▶ INSTRUCTION: Present every line of the material below as a Markdown table with the columns "Row" and "Line," numbering the rows and skipping any blank lines. Leave the pictures out.

----- ENTRIES -----

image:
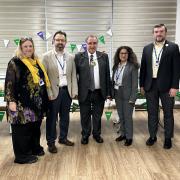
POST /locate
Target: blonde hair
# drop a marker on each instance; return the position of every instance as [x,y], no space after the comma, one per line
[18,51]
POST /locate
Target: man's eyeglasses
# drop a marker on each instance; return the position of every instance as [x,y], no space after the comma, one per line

-----

▶ EXERCISE RESULT:
| Row | Line |
|---|---|
| 1 | image: |
| 2 | POST /locate |
| 3 | Target: blonde hair |
| 4 | # drop a marker on each instance; return the position of every instance as [x,y], no space after the comma, one per line |
| 5 | [18,51] |
| 6 | POST /locate |
| 7 | Target: man's eyeglasses |
| 8 | # drop a marker on each instance; return the position of every instance as [x,y], no space after the comma, one per line |